§ **Отрывок**
----------------------------------------
Вода тут – главный носитель теста на правдивость, потому что экран может обманывать, а она – нет. Она всегда настоящая и, конечно, дает ощущение максимальной реальности происходящих событий.


– Актерам особо не позавидуешь – кажется, им трудно передвигаться исключительно по воде… Эта трудность – со смысловой нагрузкой?

– Опыт моего участия в спектаклях говорит, что бывает трудно всем. Это только частность: сейчас в воде, в следующий раз – на камнях. Всегда есть очевидные трудности, но они – часть жизни, часть пространства. И люди, естественно, к ним приспосабливаются. Но, мне кажется, артисты приняли нашу «условность» и не сердились.

– Пространственный образ, который вы придумали, это не вырубленный лес, как был в спектакле у Петра Фоменко, или несуществующий лес, а какой?
----------------------------------------
§ **Данные**
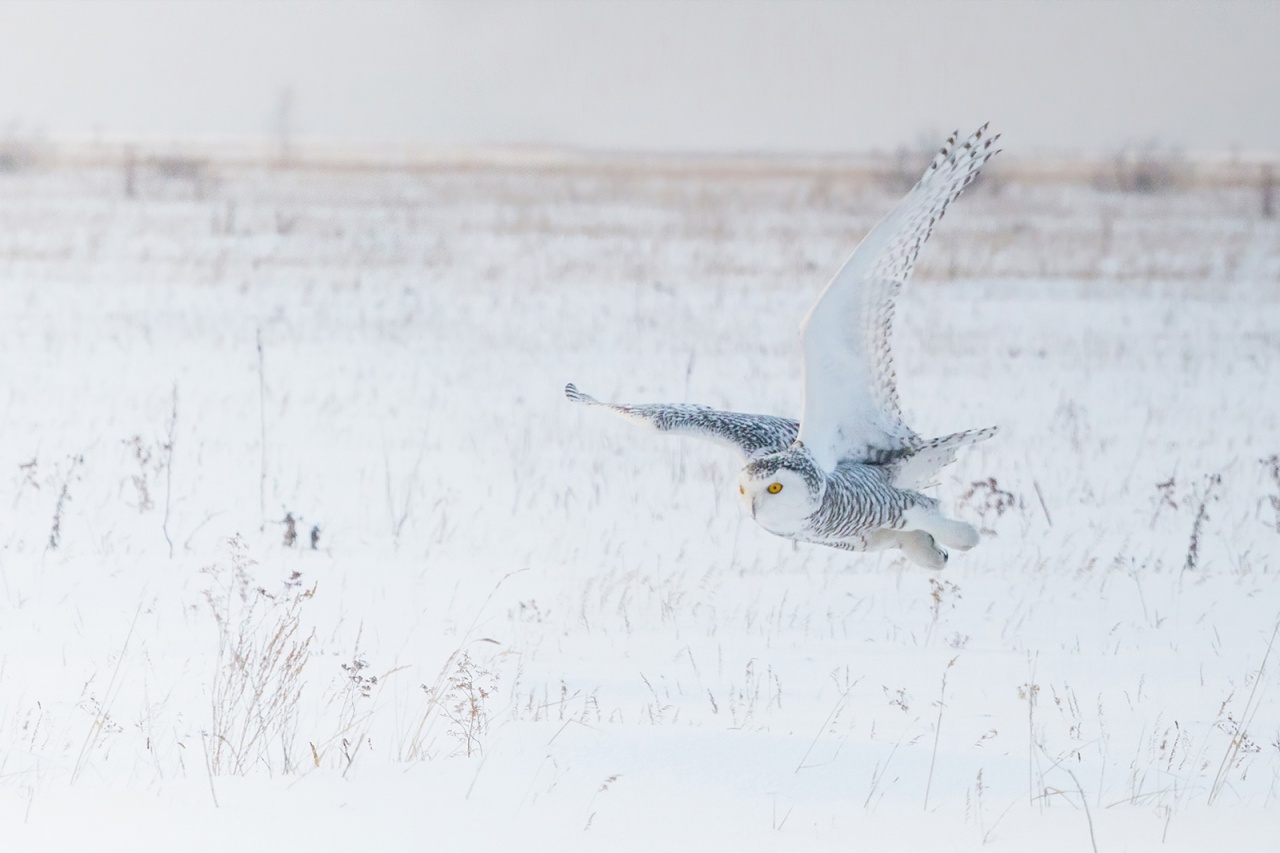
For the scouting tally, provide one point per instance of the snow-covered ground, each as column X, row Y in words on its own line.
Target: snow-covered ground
column 524, row 624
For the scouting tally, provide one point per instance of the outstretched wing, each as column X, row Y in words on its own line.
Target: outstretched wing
column 918, row 468
column 850, row 400
column 749, row 434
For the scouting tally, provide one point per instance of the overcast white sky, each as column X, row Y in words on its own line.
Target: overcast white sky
column 702, row 76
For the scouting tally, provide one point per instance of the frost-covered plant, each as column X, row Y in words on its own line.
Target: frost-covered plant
column 257, row 680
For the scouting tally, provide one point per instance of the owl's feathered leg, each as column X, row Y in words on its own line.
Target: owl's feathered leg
column 920, row 548
column 949, row 532
column 915, row 546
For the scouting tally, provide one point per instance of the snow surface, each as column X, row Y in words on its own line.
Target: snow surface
column 528, row 625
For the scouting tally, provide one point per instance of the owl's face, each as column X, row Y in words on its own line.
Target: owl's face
column 778, row 496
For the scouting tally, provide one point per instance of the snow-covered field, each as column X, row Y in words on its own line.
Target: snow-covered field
column 522, row 625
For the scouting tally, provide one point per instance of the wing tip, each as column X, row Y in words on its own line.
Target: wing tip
column 574, row 395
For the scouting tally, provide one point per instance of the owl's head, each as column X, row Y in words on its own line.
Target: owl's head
column 781, row 491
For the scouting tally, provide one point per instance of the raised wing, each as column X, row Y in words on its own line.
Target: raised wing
column 850, row 398
column 749, row 434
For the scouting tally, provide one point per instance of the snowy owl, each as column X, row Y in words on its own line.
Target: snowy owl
column 846, row 474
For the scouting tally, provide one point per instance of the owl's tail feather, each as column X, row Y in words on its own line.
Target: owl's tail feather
column 577, row 396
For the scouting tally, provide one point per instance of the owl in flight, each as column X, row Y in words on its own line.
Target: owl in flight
column 846, row 474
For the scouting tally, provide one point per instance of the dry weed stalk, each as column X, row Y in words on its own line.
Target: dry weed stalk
column 55, row 530
column 261, row 656
column 1211, row 483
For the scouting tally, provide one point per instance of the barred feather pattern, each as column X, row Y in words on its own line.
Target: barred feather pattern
column 859, row 498
column 752, row 436
column 951, row 170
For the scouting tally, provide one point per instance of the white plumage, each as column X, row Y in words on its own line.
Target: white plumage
column 845, row 475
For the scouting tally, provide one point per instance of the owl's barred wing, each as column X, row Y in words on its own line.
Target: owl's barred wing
column 749, row 434
column 850, row 398
column 918, row 468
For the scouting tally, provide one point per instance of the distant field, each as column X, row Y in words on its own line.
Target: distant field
column 521, row 623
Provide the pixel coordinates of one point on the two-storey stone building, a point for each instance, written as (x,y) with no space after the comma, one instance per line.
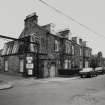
(40,53)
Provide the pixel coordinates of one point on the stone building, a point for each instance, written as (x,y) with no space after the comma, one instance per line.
(40,53)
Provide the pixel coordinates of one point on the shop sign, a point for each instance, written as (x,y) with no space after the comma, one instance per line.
(29,72)
(29,66)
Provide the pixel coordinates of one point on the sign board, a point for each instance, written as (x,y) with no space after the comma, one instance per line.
(30,72)
(29,58)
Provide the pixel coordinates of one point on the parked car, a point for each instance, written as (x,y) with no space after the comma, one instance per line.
(99,70)
(87,72)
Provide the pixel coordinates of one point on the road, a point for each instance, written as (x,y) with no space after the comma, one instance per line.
(58,91)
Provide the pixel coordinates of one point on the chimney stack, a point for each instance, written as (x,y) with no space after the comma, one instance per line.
(31,19)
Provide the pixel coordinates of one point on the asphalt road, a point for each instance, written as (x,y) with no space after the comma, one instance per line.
(61,91)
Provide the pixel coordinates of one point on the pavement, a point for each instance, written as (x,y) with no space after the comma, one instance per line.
(54,91)
(10,81)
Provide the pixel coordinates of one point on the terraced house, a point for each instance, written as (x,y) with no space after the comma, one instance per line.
(38,52)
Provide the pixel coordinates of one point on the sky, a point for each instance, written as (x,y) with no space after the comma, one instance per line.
(88,12)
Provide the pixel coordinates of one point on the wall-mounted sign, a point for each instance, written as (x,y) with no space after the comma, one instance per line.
(29,66)
(30,72)
(29,58)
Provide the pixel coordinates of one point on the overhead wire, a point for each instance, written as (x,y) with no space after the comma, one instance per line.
(72,19)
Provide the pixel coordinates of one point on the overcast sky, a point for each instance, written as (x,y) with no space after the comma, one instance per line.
(87,12)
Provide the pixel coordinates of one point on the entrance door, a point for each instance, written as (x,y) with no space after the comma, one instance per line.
(52,71)
(21,65)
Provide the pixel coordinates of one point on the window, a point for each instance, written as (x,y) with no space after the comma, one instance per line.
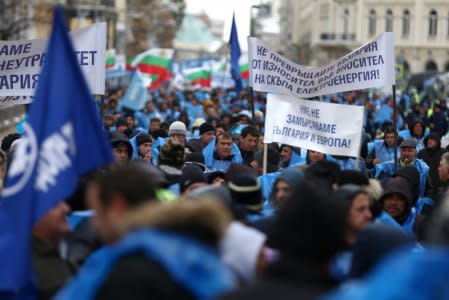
(389,21)
(372,22)
(406,23)
(433,23)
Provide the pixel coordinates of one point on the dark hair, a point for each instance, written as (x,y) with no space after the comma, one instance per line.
(250,130)
(131,180)
(223,135)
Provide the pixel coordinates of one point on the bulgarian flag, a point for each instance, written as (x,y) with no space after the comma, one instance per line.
(201,76)
(111,58)
(155,65)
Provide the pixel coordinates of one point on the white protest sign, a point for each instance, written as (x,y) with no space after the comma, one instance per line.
(21,61)
(325,127)
(9,101)
(371,65)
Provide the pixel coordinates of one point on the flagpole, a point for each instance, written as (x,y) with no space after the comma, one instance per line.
(395,125)
(265,158)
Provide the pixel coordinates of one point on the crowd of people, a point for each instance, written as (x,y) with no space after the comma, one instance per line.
(187,211)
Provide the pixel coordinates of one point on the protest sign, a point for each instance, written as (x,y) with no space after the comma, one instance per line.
(325,127)
(371,65)
(21,61)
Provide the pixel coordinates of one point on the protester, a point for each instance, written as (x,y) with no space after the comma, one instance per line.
(50,269)
(122,148)
(307,237)
(248,143)
(137,265)
(431,155)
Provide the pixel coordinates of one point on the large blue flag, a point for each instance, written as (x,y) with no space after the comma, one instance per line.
(62,140)
(235,55)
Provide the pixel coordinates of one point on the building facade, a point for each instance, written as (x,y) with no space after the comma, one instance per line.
(316,32)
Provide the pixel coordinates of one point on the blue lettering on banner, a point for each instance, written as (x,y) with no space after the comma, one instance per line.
(262,51)
(15,49)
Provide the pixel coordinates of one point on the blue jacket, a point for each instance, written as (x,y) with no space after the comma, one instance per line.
(214,163)
(382,152)
(194,266)
(387,168)
(385,218)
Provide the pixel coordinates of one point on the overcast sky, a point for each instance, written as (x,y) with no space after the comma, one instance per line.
(222,10)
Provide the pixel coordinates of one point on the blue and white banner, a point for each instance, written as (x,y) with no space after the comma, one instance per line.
(136,95)
(21,61)
(325,127)
(371,65)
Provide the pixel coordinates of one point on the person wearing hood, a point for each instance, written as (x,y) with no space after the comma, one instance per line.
(283,187)
(289,157)
(373,243)
(307,237)
(171,160)
(407,158)
(221,153)
(121,147)
(417,132)
(397,206)
(138,230)
(357,203)
(431,155)
(383,150)
(247,143)
(438,121)
(207,133)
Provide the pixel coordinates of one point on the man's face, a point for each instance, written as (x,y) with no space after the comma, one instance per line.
(315,156)
(53,226)
(145,150)
(224,147)
(389,139)
(130,122)
(121,128)
(286,153)
(149,106)
(120,153)
(432,144)
(206,137)
(282,191)
(418,129)
(443,170)
(248,143)
(359,213)
(394,205)
(181,138)
(408,153)
(154,125)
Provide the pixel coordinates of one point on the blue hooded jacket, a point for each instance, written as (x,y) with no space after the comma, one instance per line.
(194,266)
(213,163)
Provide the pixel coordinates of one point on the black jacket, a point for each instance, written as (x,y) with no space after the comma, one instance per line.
(432,158)
(289,279)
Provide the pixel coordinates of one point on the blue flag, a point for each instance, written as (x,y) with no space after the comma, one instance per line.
(62,139)
(235,55)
----------------------------------------
§ **Задание 1**
Соберите, пожалуйста, все строки записей, в которых встречается слово «snowy».
§ **Задание 2**
Продолжите отрывок интервью о спектакле, где актеры играют в воде, начав сразу после его последней фразы.
Записи никак не связаны с отрывком.

§ **Ожидаемый результат 1**
For the scouting tally, provide one point per instance of the snowy owl, each as column X, row Y in words on its own line.
Target: snowy owl

§ **Ожидаемый результат 2**
– Лес здесь – тема, которая идет в рефрене объяснений «дремучести»: «Живем в лесу, молимся пенью, да и то с ленью». Материальная часть названия – в виде леса, который продают – и эмоциональная часть в виде «дремучих» людей, которые чёрт знает где живут – они, наверно, очень важны. Но… необязательно в лесу должны быть деревья. Иногда ведь начинаешь идти от протеста. Наверно, можно сказать, что срубленный лес – погубленные жизни, но нам не это казалось важным. Мне во всяком случае. Да это и не видно в спектакле. Он же, как мне кажется, про другое – про то, что все люди слабы, но вместе с тем они могут найти в себе внутренний ресурс, чтобы стать чуть-чуть сильнее. Про то, что надо не плыть по течению и иметь возможность остановиться…

А лес у нас в спектакле – на занавесе. Я говорю, что занавес – это «шкуры» убитого леса. Фактуры деревьев, элементы которых использованы в спектакле, абсолютно подлинные. Занавес сделан из коры лиственницы, которую специально привезли из Сибири. Три сосны, на которых смонтирован гамак, качели имеют настоящую кору. Они «живые», не бутафорские. Как и вода. Все эти природные материалы друг с другом легко контачат, им друг с другом хорошо.

– Вы сделали уже не один технологически сложный спектакль, в том числе с Егором. Насколько это уникальный опыт?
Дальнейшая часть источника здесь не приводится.